READING PASSAGE:
KDOI Robot Tournament

In the KDOI Robot Tournament, an infinite grid is used as the contest arena. Initially, the robot is located at $$(1,1)$$ and must reach $$(n,m)$$ (with $$n,m\ge 2$$). The robot moves by a sequence of operations. In the $$i$$-th operation, the contestant chooses one of the four directions (up, down, left, or right) and a positive integer $$x_i$$. Then the robot moves $$x_i$$ steps in that direction. However, due to a bug in the robot, the following restrictions apply:

• If $$i$$ is odd then $$x_i$$ must be odd.
• If $$i$$ is even then $$x_i$$ must be even.

The task is to compute the minimum number of operations required to move the robot from $$(1,1)$$ to $$(n,m)$$.

Note: You are allowed to choose both the magnitudes and the moving directions in each operation arbitrarily (subject to the parity restrictions). This means that if more than one operation is used in one direction, you may cancel out some extra distance. In other words, if a given operation does not exactly match the remaining distance, you can overshoot and then come back later as long as the parity conditions are met.

RECORD EXCERPTS:
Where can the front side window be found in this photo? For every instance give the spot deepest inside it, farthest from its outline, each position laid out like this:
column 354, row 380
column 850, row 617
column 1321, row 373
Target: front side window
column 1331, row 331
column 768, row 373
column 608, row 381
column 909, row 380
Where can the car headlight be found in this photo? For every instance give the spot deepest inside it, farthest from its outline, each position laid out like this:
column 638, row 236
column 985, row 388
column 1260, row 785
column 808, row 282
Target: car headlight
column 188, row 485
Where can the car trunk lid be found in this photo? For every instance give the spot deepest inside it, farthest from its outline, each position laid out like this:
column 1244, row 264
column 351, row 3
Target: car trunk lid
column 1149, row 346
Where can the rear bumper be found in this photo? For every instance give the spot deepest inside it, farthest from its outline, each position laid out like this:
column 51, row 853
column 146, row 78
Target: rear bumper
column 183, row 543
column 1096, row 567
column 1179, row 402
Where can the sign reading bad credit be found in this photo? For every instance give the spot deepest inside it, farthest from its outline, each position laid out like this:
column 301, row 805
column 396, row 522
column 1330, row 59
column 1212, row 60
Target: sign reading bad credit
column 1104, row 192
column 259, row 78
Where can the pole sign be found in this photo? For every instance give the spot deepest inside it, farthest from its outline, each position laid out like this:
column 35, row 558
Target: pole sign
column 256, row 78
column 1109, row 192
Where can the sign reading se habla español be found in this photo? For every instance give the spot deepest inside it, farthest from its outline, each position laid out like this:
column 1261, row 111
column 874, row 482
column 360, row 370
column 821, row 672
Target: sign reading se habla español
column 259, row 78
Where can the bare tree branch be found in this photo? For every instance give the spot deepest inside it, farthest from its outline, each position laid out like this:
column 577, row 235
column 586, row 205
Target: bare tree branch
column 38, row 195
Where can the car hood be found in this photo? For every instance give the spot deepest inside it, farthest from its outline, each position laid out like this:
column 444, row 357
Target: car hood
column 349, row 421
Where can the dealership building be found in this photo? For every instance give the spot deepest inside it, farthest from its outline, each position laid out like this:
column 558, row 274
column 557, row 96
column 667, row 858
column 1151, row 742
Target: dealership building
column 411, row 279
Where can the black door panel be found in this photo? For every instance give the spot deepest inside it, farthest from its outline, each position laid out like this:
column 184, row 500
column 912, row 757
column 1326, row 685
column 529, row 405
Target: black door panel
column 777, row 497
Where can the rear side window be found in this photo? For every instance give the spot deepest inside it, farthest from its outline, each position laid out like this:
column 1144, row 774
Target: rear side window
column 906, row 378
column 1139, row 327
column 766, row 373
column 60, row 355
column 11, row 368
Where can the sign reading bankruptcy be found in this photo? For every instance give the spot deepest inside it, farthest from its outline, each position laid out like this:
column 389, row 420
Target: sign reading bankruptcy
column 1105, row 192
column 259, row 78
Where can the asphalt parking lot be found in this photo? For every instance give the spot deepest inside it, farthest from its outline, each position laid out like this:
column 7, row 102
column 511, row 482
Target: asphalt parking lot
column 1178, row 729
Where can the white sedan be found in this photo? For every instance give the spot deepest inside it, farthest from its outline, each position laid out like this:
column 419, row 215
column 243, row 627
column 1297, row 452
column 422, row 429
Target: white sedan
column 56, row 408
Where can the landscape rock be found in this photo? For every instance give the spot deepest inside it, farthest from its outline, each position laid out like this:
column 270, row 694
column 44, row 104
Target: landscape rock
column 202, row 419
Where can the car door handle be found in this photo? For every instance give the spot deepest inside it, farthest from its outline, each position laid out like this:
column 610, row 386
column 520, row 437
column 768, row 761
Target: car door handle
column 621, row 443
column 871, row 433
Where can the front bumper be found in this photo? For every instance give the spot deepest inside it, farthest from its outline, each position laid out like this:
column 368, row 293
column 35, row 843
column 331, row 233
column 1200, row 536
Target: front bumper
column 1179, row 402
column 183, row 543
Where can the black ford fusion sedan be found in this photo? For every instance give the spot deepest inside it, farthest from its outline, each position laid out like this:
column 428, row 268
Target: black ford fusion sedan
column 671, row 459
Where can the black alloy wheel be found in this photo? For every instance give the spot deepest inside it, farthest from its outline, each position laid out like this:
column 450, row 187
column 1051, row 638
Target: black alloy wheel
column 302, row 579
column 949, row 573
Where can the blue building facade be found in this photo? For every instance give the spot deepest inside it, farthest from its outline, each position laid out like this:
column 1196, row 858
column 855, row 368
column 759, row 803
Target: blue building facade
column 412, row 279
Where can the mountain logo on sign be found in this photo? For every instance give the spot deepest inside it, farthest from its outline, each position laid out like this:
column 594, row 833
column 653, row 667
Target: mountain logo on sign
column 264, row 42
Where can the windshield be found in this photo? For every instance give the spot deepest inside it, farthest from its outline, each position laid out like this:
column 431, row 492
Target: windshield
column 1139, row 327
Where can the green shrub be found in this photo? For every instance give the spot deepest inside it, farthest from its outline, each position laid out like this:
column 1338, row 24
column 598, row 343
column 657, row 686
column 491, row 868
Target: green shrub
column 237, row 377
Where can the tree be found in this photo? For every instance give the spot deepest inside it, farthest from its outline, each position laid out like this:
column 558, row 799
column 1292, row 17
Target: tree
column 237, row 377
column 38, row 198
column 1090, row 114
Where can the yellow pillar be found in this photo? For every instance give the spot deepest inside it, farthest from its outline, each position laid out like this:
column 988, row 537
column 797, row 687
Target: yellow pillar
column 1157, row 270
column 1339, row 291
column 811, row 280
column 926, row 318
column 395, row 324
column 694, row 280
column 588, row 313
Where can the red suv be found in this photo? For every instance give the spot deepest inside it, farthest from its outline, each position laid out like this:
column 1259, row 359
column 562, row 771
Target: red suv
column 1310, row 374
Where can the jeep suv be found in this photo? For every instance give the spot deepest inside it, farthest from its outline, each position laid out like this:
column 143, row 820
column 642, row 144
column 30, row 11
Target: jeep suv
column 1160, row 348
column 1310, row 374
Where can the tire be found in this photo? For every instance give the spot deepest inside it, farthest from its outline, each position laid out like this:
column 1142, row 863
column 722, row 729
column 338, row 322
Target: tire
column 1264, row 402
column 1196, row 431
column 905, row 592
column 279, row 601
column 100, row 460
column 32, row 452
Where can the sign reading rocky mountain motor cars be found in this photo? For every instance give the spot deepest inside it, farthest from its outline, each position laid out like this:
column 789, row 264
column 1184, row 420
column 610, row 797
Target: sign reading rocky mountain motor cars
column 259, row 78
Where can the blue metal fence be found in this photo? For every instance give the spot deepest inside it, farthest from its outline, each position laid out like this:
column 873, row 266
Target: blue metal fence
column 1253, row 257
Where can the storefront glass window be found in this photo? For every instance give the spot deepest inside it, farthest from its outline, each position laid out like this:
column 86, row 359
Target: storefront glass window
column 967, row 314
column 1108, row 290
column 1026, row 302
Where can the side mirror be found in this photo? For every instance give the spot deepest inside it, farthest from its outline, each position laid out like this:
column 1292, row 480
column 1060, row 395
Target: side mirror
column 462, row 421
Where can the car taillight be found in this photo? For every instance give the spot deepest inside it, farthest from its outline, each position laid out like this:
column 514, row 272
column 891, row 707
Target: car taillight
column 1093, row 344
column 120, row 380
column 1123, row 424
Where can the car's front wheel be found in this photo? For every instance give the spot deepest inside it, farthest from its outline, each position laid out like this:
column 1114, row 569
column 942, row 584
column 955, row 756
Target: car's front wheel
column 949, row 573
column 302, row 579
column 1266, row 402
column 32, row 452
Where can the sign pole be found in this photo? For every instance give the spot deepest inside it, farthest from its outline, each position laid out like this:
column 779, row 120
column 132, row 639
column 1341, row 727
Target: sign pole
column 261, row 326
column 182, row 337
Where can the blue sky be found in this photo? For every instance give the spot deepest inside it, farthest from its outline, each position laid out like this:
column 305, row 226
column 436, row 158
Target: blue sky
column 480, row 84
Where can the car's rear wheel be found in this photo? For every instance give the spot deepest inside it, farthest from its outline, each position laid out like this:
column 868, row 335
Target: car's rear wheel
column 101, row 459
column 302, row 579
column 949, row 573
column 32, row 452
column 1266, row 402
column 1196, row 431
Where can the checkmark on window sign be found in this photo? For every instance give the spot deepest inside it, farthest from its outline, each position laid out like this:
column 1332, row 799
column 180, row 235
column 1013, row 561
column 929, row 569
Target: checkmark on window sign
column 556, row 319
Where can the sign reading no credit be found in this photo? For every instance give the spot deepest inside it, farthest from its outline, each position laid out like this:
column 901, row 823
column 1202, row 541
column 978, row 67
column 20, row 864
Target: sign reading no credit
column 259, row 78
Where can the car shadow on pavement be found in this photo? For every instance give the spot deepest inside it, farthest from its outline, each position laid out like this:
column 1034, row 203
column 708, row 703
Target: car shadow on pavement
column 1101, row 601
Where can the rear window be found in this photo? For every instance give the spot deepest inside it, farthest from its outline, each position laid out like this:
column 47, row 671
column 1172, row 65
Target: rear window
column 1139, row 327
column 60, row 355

SET TASKS:
(a) Write out the robot tournament problem from "The task is" to "conditions are met.", word for word.
(b) Answer these questions using the robot tournament problem:
(i) At what point is the robot initially located?
(ii) What restriction applies to x_i when i is even?
(iii) Besides a positive integer, what does the contestant choose in each operation?

ANSWERS TO THE EXERCISE:
(a)
The task is to compute the minimum number of operations required to move the robot from $$(1,1)$$ to $$(n,m)$$.

Note: You are allowed to choose both the magnitudes and the moving directions in each operation arbitrarily (subject to the parity restrictions). This means that if more than one operation is used in one direction, you may cancel out some extra distance. In other words, if a given operation does not exactly match the remaining distance, you can overshoot and then come back later as long as the parity conditions are met.

(b)
(i) At (1,1).
(ii) x_i must be even.
(iii) One of the four directions: up, down, left, or right.